* Begin *

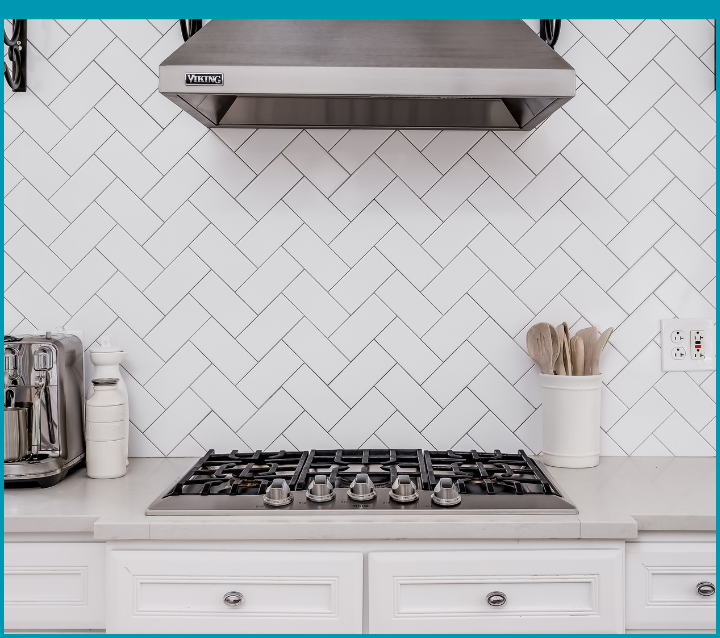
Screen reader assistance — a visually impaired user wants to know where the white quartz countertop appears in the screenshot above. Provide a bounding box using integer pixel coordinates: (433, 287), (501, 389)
(5, 457), (715, 540)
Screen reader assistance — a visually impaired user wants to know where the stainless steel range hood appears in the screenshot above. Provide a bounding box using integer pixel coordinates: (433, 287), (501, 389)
(160, 20), (575, 130)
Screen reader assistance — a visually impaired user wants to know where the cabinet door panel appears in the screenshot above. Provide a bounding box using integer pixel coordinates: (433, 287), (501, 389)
(368, 549), (623, 633)
(108, 550), (363, 633)
(4, 543), (105, 629)
(626, 543), (715, 629)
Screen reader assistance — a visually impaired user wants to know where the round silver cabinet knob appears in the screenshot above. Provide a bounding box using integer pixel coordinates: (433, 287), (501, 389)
(305, 474), (335, 503)
(390, 474), (420, 503)
(348, 474), (377, 501)
(223, 591), (245, 607)
(697, 580), (715, 596)
(485, 591), (507, 607)
(263, 479), (292, 507)
(430, 477), (461, 507)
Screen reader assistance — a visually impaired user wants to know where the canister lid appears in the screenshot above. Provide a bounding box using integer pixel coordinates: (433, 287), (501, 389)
(92, 379), (118, 387)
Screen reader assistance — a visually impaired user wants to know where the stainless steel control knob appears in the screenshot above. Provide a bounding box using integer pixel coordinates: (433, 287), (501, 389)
(696, 580), (715, 596)
(390, 474), (420, 503)
(348, 474), (377, 501)
(485, 591), (507, 607)
(263, 479), (292, 507)
(305, 474), (335, 503)
(430, 477), (461, 507)
(223, 591), (245, 607)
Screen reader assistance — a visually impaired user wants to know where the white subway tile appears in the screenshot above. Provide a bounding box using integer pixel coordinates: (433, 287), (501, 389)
(191, 316), (255, 384)
(238, 295), (302, 360)
(143, 248), (210, 313)
(237, 341), (303, 407)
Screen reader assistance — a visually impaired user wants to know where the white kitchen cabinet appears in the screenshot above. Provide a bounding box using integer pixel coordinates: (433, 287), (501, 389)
(4, 543), (105, 630)
(368, 549), (624, 633)
(625, 542), (716, 629)
(107, 550), (363, 633)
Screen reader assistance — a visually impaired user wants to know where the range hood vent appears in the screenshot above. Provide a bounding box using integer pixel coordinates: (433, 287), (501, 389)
(160, 20), (575, 131)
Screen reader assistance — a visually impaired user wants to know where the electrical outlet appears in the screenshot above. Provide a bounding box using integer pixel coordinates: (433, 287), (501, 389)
(690, 330), (705, 360)
(660, 319), (715, 372)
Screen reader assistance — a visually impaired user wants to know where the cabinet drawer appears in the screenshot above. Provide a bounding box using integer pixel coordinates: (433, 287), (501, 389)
(4, 543), (105, 629)
(368, 549), (623, 633)
(108, 550), (363, 633)
(626, 543), (715, 629)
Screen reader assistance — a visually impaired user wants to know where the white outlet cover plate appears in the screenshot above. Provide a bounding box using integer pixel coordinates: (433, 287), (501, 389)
(660, 319), (715, 372)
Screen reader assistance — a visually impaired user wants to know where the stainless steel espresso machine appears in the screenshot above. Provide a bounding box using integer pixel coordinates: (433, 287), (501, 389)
(4, 332), (85, 487)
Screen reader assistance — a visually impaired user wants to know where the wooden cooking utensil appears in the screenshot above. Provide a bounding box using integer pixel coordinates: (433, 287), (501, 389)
(575, 326), (597, 376)
(526, 323), (553, 374)
(558, 321), (572, 377)
(555, 324), (571, 376)
(547, 324), (560, 374)
(590, 328), (613, 374)
(553, 334), (566, 377)
(570, 335), (585, 377)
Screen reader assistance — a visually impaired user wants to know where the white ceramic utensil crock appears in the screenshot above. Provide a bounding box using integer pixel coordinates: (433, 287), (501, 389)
(540, 374), (602, 468)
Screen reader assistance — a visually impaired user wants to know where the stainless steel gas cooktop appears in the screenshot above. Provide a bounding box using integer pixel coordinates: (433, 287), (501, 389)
(145, 450), (578, 516)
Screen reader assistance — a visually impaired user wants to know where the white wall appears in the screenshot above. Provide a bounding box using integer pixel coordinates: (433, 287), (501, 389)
(5, 20), (715, 456)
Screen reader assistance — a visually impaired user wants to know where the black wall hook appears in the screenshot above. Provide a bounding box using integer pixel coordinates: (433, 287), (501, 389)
(180, 20), (202, 42)
(540, 20), (562, 49)
(4, 20), (27, 93)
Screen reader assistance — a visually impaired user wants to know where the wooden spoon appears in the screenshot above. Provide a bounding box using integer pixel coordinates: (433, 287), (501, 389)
(590, 328), (613, 374)
(575, 326), (597, 376)
(526, 323), (553, 374)
(546, 323), (560, 374)
(570, 335), (585, 377)
(553, 326), (566, 377)
(555, 324), (572, 376)
(558, 321), (572, 377)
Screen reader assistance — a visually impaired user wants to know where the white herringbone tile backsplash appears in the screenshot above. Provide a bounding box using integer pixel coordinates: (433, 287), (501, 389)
(5, 20), (715, 456)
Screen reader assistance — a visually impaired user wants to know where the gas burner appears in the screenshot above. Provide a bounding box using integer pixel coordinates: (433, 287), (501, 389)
(146, 449), (577, 515)
(425, 450), (560, 496)
(298, 449), (427, 496)
(168, 450), (307, 496)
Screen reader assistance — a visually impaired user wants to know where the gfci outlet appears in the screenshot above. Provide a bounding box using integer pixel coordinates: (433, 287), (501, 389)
(660, 319), (715, 372)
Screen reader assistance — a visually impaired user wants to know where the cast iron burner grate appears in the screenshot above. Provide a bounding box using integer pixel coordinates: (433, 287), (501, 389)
(146, 449), (577, 516)
(166, 450), (308, 496)
(297, 449), (428, 489)
(425, 450), (560, 496)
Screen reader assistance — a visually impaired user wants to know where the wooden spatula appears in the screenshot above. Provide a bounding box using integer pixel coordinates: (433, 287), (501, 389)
(547, 324), (560, 374)
(575, 326), (597, 376)
(570, 335), (585, 377)
(526, 323), (553, 374)
(590, 328), (613, 374)
(558, 321), (572, 377)
(555, 324), (570, 376)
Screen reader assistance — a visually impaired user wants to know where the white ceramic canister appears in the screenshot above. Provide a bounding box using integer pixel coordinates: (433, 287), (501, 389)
(87, 336), (130, 465)
(85, 379), (127, 478)
(540, 374), (602, 468)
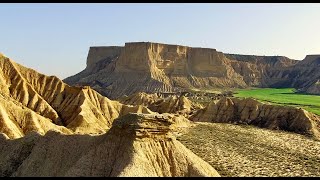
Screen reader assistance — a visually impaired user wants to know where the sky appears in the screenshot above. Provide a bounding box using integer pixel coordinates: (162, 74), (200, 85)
(0, 3), (320, 79)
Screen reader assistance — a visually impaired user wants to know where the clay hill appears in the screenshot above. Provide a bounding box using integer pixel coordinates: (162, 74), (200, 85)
(64, 42), (320, 99)
(0, 53), (155, 138)
(0, 114), (219, 177)
(190, 98), (320, 139)
(119, 92), (202, 117)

* End *

— Task to carry out —
Copy all of the data above word for word, leaving out the pictures.

— Problem solution —
Screen reader assistance — a visually impaired user wants to know where the white quartz countertop appears in the screenshot above. Provide a bounding box using integer pixel coordinates: (433, 287), (501, 389)
(5, 457), (715, 540)
Screen reader assistance — a visually impaired user wants to know where the stainless steel range hood appears in the screenshot above. Provide a bounding box using integer pixel coordinates: (433, 287), (501, 389)
(160, 20), (575, 130)
Screen reader assistance — a visually impaired user wants to know where the cabinet door panel appears in the screenshot above. Provide a bounding box using integer pixel coordinates: (433, 287), (501, 389)
(368, 549), (623, 633)
(108, 550), (363, 633)
(4, 543), (105, 629)
(626, 543), (715, 629)
Screen reader assistance — a visually impaired user wants to know where the round silver cabinet knob appears in the screenshot above. Provide a bounding box using integer pixel coordinates: (433, 287), (501, 389)
(305, 474), (335, 503)
(390, 474), (420, 503)
(348, 474), (377, 501)
(223, 591), (245, 607)
(697, 580), (715, 596)
(485, 591), (507, 607)
(263, 479), (292, 507)
(430, 477), (461, 507)
Screen reader assistance — a visually impaired user wants to know where the canister lid appears in the screenshot above. Provide a bounding box using integer pixel coordinates: (433, 287), (501, 389)
(92, 379), (118, 387)
Screen reader assistance — a visually impaired user wants to know where the stainless steel control knob appears in the screenshot above. Provide a bounding box using integer pixel coordinates: (433, 287), (501, 389)
(696, 580), (715, 596)
(390, 474), (420, 503)
(348, 474), (377, 501)
(485, 591), (507, 607)
(263, 479), (292, 507)
(305, 474), (335, 503)
(430, 477), (461, 507)
(223, 591), (245, 607)
Screen reader assistance — a visually impaired user wants to know where the white subway tile appears in the screenshot above. Provide a bounding box using integer pixel coordinates: (433, 287), (501, 389)
(191, 316), (255, 384)
(238, 295), (302, 360)
(143, 248), (210, 313)
(237, 341), (303, 407)
Screen reader assistance — a visually impaired user wants to know where the white kitchen cabinet appears in the screenshot above. Provide a bounding box using integer pixel coordinates: (433, 287), (501, 389)
(4, 543), (105, 630)
(368, 549), (624, 633)
(625, 542), (716, 629)
(107, 550), (363, 633)
Screen reader assistance — a visually impaired user wants to know where the range hood vent appears in the screenshot above. Provide a bounding box using integer pixel coordinates: (433, 287), (501, 389)
(160, 20), (575, 131)
Screen reader assistance — a visually impaired user wants to know where the electrical outlet appears in the screenshot above. Provide a bounding box using integer pixel coordinates: (433, 287), (501, 389)
(690, 330), (705, 360)
(660, 319), (715, 372)
Screen reader assistance — a visually impaired user wants to know where the cabinet drawer appears in the screenshot above. Provide a bounding box using integer pixel coordinates: (433, 287), (501, 389)
(4, 543), (105, 629)
(368, 549), (623, 633)
(108, 550), (363, 633)
(626, 543), (715, 629)
Screen reader assistance — a visually impaired user wants to know where the white outlet cover plate appears in the screenshot above. Provide a bounding box using integer pixel coordinates: (433, 287), (501, 389)
(660, 319), (715, 372)
Screen reader assistance — a visually impaired user wants to know where the stainless steel espresso machine appears in the screenshot above. Provide a bounding box using integer pixel coordinates: (433, 287), (501, 389)
(4, 332), (85, 487)
Screen reader assistance — a visually impaired user wants to know where the wooden cooking utensil appears in the screenshot above. Provide a bounding box using integer pixel coordinates: (433, 287), (501, 389)
(575, 326), (597, 376)
(526, 323), (553, 374)
(558, 321), (572, 377)
(555, 324), (571, 376)
(547, 324), (560, 374)
(590, 328), (613, 374)
(553, 334), (566, 377)
(570, 335), (585, 377)
Screen reader assistance — a visually impaired user wants to know where the white ceramic utensil crock appears in the screenshot above. Provide a bounding box using integer pixel coordinates: (433, 287), (501, 389)
(540, 374), (602, 468)
Screen reader assistance — a visually impaired user wants to know where the stainless steel gas cooktop appears in the screenshot above. Provide a bounding box using integer pixel coordinates: (433, 287), (501, 389)
(145, 450), (578, 516)
Screen reader assistance — a visually impaired user wants to know where the white wall appears in the screenshot above. Provide a bounding box using integer pixel coordinates: (433, 287), (501, 389)
(5, 20), (715, 456)
Screen reader assistance — a visually impaired user wants to know where the black wall hook appears in the screenshot above. Provide a bounding box using integer pixel coordinates: (433, 287), (501, 389)
(180, 20), (202, 42)
(540, 20), (562, 49)
(4, 20), (27, 93)
Screen reader assistance — a visually impaired user wants to know where the wooden spoon appears in the screenshot above. Provide a bounding box using integer pixel coordinates: (433, 287), (501, 389)
(590, 328), (613, 374)
(575, 326), (597, 376)
(526, 323), (553, 374)
(546, 323), (560, 374)
(570, 335), (585, 377)
(553, 326), (566, 377)
(555, 324), (572, 376)
(558, 321), (572, 377)
Screen reader assistance — a visually impaired user wants to know where the white herringbone tile backsplash appears in the screenshot above. Provide a bounding box using integer pixel coordinates: (433, 287), (501, 389)
(5, 20), (715, 456)
Screen reader assistance — a visually impaired user wants to know where the gas burner appears in the screenshot above. Provide a bounding box using integer pixel coordinates: (433, 287), (501, 389)
(146, 449), (577, 515)
(425, 450), (560, 496)
(298, 449), (427, 496)
(168, 450), (307, 496)
Screen reader assistance — a visually impaired user wants to know where the gfci outlet appears in the screenshot above. Provide a bounding box using integer pixel coordinates: (433, 287), (501, 389)
(660, 319), (715, 372)
Screen reader assistance — a visually impaired user wants to know where the cast iron burner grate appears in the screenshot above. Provide a bounding box using integer pixel coordinates: (433, 287), (501, 389)
(146, 449), (577, 516)
(166, 450), (308, 496)
(297, 449), (428, 489)
(425, 450), (560, 496)
Screen reader assistance — a visually impaired user wants to know where the wooden spatula appears in the screenshot above. Provide a bounding box using integer pixel coordinates: (433, 287), (501, 389)
(547, 324), (560, 374)
(575, 326), (597, 376)
(570, 335), (585, 377)
(526, 323), (553, 374)
(590, 328), (613, 374)
(558, 321), (572, 377)
(555, 324), (570, 376)
Screen reader assistance — a visually impaired user wants to know where the white ceramic canister appears in the screenshot above. Provide a bounding box using integer pixel coordinates: (433, 287), (501, 389)
(87, 336), (130, 465)
(85, 379), (127, 478)
(540, 374), (602, 468)
Screen reader assistance — a visually impaired user wants to know where the sky appears in the screenshot above. Provide a bounding box using integer pixel coordinates: (162, 74), (200, 85)
(0, 3), (320, 79)
Screen reader assistance — a visually impaired user wants to know where the clay hill appears in the screenshot above. Provide a bounding box using integer pixel coordinates: (162, 74), (200, 85)
(64, 42), (320, 99)
(0, 53), (155, 138)
(0, 114), (219, 177)
(190, 98), (320, 139)
(119, 92), (202, 117)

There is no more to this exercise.